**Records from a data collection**
== == ==

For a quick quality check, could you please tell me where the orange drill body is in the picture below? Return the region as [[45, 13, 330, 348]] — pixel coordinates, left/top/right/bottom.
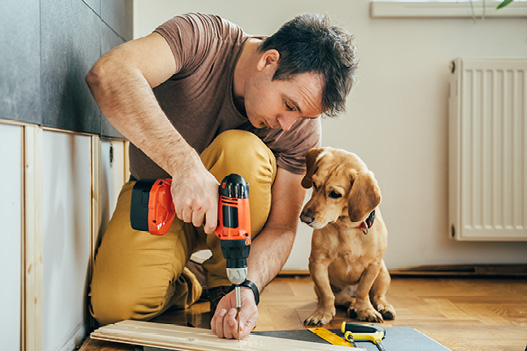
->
[[130, 174, 251, 284]]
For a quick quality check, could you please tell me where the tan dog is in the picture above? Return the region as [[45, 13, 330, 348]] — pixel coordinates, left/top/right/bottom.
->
[[300, 148, 395, 325]]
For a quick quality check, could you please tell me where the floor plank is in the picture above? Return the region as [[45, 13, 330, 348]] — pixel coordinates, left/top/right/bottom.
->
[[80, 276, 527, 351]]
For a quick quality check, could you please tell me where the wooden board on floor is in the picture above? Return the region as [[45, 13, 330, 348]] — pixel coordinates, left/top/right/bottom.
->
[[90, 321, 363, 351]]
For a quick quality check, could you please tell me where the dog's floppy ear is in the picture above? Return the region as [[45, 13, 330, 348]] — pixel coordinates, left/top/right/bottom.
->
[[348, 171, 381, 222], [302, 148, 324, 189]]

== == ==

**AIM**
Copy the part that opens with the line containing "where the wooden" and runs through the end of the items. In it, substitute "accuracy review" for "quality check" and leave everything else unchanged.

**ANSWER FOR THIS EXERCISE**
For a quick accuracy review, could you please tell me where the wooden board on floor is in the picture above? Return the region as [[45, 13, 330, 348]] — pixel coordinates, left/top/right/bottom.
->
[[90, 321, 363, 351]]
For a quick accuracy review, could you please tell me where the dog's floppy ear is in the picture above? Return the region as [[45, 13, 330, 348]] — pixel coordinates, left/top/right/bottom.
->
[[348, 171, 381, 222], [302, 148, 324, 189]]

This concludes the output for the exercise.